• _Task prompt_
Can you rewrite every one of the rows below, changing "top-level array" to "single outer array" and leaving everything else as it is?

• _Raw data_
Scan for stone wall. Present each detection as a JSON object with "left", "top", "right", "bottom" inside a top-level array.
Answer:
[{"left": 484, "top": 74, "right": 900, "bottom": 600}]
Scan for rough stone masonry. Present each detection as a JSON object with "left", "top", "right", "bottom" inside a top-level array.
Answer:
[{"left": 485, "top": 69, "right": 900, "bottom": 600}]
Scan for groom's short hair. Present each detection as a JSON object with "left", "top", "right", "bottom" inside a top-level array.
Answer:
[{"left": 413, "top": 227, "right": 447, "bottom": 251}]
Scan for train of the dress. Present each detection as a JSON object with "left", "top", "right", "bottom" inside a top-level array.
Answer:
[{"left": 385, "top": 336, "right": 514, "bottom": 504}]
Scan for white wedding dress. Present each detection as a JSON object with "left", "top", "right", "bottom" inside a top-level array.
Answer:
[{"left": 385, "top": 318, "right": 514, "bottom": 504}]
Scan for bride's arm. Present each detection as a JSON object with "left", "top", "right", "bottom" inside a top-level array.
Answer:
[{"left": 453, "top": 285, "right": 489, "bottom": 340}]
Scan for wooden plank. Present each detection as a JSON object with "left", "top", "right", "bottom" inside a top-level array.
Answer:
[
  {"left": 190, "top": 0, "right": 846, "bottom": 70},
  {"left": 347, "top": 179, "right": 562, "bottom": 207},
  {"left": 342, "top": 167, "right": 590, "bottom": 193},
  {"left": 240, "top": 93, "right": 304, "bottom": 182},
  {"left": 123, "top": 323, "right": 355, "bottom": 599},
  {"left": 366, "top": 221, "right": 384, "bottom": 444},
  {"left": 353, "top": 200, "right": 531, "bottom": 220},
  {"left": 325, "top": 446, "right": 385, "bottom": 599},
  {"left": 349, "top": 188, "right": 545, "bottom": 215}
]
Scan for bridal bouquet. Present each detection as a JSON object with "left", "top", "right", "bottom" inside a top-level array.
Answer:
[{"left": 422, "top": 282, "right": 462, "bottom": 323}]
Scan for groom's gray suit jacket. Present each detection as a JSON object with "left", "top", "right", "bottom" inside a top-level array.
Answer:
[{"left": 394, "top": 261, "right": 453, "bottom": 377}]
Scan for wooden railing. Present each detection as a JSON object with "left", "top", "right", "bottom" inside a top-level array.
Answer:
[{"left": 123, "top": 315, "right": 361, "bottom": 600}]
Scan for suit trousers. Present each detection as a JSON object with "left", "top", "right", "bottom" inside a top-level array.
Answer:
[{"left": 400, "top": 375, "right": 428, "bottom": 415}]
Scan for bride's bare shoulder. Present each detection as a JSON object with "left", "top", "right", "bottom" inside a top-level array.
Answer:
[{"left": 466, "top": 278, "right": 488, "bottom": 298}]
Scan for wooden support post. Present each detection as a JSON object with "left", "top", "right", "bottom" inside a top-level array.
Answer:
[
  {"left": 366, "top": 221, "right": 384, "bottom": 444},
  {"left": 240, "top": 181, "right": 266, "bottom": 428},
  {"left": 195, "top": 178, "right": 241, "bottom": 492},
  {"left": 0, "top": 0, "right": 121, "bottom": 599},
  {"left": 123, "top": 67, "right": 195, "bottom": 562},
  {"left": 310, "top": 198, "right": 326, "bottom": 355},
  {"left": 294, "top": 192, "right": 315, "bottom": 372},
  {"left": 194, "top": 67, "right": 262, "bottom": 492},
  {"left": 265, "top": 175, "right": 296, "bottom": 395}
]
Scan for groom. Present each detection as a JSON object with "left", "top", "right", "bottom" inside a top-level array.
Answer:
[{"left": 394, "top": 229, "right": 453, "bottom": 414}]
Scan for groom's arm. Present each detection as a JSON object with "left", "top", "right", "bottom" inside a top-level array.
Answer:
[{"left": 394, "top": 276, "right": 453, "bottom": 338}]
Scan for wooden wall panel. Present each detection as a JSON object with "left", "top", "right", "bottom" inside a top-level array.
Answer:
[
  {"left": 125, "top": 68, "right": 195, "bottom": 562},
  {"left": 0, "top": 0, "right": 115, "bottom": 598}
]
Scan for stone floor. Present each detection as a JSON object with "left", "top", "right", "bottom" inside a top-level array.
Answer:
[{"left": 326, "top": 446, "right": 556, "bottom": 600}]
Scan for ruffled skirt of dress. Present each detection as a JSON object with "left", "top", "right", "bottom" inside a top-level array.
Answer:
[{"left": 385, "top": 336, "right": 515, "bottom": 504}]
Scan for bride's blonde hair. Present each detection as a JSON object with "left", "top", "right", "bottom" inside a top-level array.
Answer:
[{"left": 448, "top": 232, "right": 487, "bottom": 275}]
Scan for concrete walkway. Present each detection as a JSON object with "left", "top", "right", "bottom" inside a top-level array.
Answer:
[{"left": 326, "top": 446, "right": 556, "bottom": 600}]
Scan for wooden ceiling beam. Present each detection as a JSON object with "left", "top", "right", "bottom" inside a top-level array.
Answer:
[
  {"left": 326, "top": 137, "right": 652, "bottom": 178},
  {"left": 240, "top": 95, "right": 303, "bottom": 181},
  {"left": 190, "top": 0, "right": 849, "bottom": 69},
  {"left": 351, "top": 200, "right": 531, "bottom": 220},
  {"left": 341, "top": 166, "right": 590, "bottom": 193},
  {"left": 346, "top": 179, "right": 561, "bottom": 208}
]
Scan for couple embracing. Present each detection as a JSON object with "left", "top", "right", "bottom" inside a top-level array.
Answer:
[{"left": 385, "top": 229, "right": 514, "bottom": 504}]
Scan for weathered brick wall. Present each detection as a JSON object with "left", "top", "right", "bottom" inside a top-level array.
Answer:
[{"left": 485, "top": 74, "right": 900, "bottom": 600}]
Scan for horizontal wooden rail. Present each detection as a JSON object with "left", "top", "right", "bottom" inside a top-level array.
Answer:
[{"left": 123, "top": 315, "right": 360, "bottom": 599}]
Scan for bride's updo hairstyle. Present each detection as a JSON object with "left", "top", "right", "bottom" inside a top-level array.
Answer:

• _Answer to the task_
Scan for stone wall. Present each detection as a JSON object with "left", "top", "right", "bottom" inside a single outer array.
Answer:
[{"left": 484, "top": 74, "right": 900, "bottom": 600}]
Scan for rough stone masonry. Present each detection as a JSON object with "left", "top", "right", "bottom" inside a single outer array.
Answer:
[{"left": 485, "top": 69, "right": 900, "bottom": 600}]
Scan for groom's short hair. Present each detection as a JSON object with "left", "top", "right", "bottom" inside a single outer array.
Answer:
[{"left": 413, "top": 227, "right": 447, "bottom": 251}]
Scan for train of the dress. Present each detection as a JSON object with "left", "top", "right", "bottom" inside a single outer array.
Answer:
[{"left": 385, "top": 336, "right": 514, "bottom": 504}]
Scan for white wedding dress. Present each detection as a JSON object with "left", "top", "right", "bottom" inside a single outer array.
Answer:
[{"left": 385, "top": 318, "right": 514, "bottom": 504}]
Scan for bride's arm. Present each detection as a JSON object with "left", "top", "right", "bottom" inside a single outer array.
Answer:
[{"left": 453, "top": 285, "right": 489, "bottom": 340}]
Scan for wooden plank. Present each detection as a JSON object with "left", "top", "right", "bottom" inside a single outer array.
Answer:
[
  {"left": 190, "top": 0, "right": 846, "bottom": 70},
  {"left": 347, "top": 179, "right": 562, "bottom": 207},
  {"left": 342, "top": 167, "right": 590, "bottom": 193},
  {"left": 240, "top": 93, "right": 304, "bottom": 182},
  {"left": 123, "top": 323, "right": 355, "bottom": 599},
  {"left": 366, "top": 221, "right": 384, "bottom": 444},
  {"left": 353, "top": 200, "right": 531, "bottom": 220},
  {"left": 325, "top": 446, "right": 385, "bottom": 599},
  {"left": 349, "top": 188, "right": 545, "bottom": 215}
]
Scan for bridal bouquet. Present each detection as a JSON object with "left", "top", "right", "bottom" inside a single outer array.
Answer:
[{"left": 422, "top": 282, "right": 462, "bottom": 323}]
Scan for groom's gray suit jacket. Present each detection as a JSON object with "left", "top", "right", "bottom" inside a single outer array.
Answer:
[{"left": 394, "top": 261, "right": 453, "bottom": 377}]
Scan for wooden railing. Present each detection as a JSON object with "left", "top", "right", "bottom" inside a single outer array.
Answer:
[{"left": 123, "top": 315, "right": 361, "bottom": 600}]
Scan for suit trousers. Present each detection as a JSON object with "left", "top", "right", "bottom" inside a single outer array.
Answer:
[{"left": 400, "top": 375, "right": 428, "bottom": 415}]
Scan for bride's bare shoulder. Present each detection as a JSON object with "left", "top", "right", "bottom" inside a single outer array.
Answer:
[{"left": 466, "top": 278, "right": 488, "bottom": 298}]
Scan for wooden support post. Present each detection as a JSON object with "left", "top", "right", "bottom" inside a single outer array.
Answer:
[
  {"left": 366, "top": 221, "right": 384, "bottom": 444},
  {"left": 240, "top": 181, "right": 266, "bottom": 428},
  {"left": 195, "top": 178, "right": 241, "bottom": 492},
  {"left": 0, "top": 0, "right": 121, "bottom": 599},
  {"left": 123, "top": 67, "right": 195, "bottom": 562},
  {"left": 310, "top": 198, "right": 326, "bottom": 355},
  {"left": 294, "top": 192, "right": 315, "bottom": 372},
  {"left": 194, "top": 67, "right": 262, "bottom": 492},
  {"left": 265, "top": 175, "right": 296, "bottom": 395}
]
Scan for groom. Present each detection as a JSON object with "left", "top", "right", "bottom" inside a single outer array.
Answer:
[{"left": 394, "top": 229, "right": 453, "bottom": 414}]
Scan for groom's arm. Present each detection as a JSON object with "left", "top", "right", "bottom" inside a single outer array.
Answer:
[{"left": 394, "top": 276, "right": 453, "bottom": 338}]
Scan for wooden wall panel. Present each detection as a JSON object with "left", "top", "right", "bottom" inside a single outer array.
Answer:
[
  {"left": 125, "top": 68, "right": 195, "bottom": 562},
  {"left": 0, "top": 0, "right": 115, "bottom": 598}
]
Scan for stone floor. Present each detection as a JSON object with "left", "top", "right", "bottom" inside a single outer array.
Answer:
[{"left": 326, "top": 446, "right": 556, "bottom": 600}]
Scan for ruffled skirt of dress. Present each detection as a JSON object with "left", "top", "right", "bottom" inside a single outer array.
Answer:
[{"left": 385, "top": 336, "right": 515, "bottom": 504}]
Scan for bride's blonde hair. Present each detection as a JSON object with "left", "top", "right", "bottom" inside a single outer array.
Answer:
[{"left": 448, "top": 232, "right": 487, "bottom": 275}]
Scan for concrete walkway. Present each detection as a JSON object with "left", "top", "right", "bottom" inside a single outer array.
Answer:
[{"left": 326, "top": 446, "right": 556, "bottom": 600}]
Scan for wooden ceiling beam. Present each detection as a JSON object with "left", "top", "right", "bottom" inside a single outer array.
Answer:
[
  {"left": 326, "top": 137, "right": 652, "bottom": 178},
  {"left": 240, "top": 95, "right": 303, "bottom": 181},
  {"left": 190, "top": 0, "right": 849, "bottom": 69},
  {"left": 351, "top": 200, "right": 531, "bottom": 220},
  {"left": 341, "top": 166, "right": 590, "bottom": 193},
  {"left": 346, "top": 179, "right": 561, "bottom": 208}
]
Scan for couple embracing. Present each detection as a JSON object with "left", "top", "right", "bottom" inside a single outer array.
Answer:
[{"left": 385, "top": 229, "right": 514, "bottom": 504}]
Scan for weathered brick wall. Present each detection as a JSON object with "left", "top", "right", "bottom" inside a single outer array.
Answer:
[{"left": 485, "top": 74, "right": 900, "bottom": 600}]
Scan for horizontal wooden rail. Present each detection as a JSON object with "left", "top", "right", "bottom" inside a single outer array.
Answer:
[{"left": 123, "top": 315, "right": 360, "bottom": 599}]
Scan for bride's updo hairstyle. Present each detection as a JSON object with "left", "top", "right", "bottom" inside a single outer array.
Answer:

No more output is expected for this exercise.